=== Section Start ===

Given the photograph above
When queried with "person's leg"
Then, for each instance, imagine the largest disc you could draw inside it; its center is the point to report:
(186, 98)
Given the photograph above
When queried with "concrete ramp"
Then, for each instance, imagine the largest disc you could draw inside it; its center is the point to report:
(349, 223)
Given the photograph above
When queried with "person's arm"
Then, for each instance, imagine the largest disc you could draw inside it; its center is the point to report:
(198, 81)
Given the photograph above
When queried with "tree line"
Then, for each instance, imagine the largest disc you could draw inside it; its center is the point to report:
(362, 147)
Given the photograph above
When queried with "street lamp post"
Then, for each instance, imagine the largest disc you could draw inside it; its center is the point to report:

=== Section End ===
=== Section Start ===

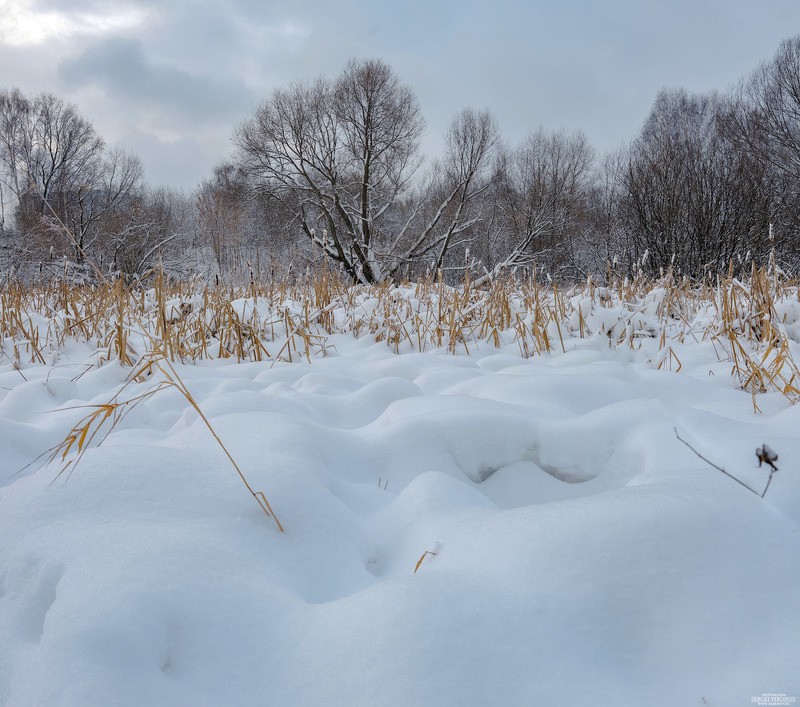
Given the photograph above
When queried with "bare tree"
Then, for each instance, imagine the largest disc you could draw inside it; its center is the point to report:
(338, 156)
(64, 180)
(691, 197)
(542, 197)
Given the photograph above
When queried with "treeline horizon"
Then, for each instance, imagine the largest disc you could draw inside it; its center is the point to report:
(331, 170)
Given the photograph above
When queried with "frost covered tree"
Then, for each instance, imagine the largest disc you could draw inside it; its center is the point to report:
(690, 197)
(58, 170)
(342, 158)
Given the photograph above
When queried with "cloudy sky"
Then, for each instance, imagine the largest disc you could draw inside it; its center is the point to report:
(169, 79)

=== Section End ===

* _Problem description_
Look for "person" in each line of the material, then copy the lines where it is found.

* _Answer for the task_
When queried with "person's leg"
When queried with "person's arm"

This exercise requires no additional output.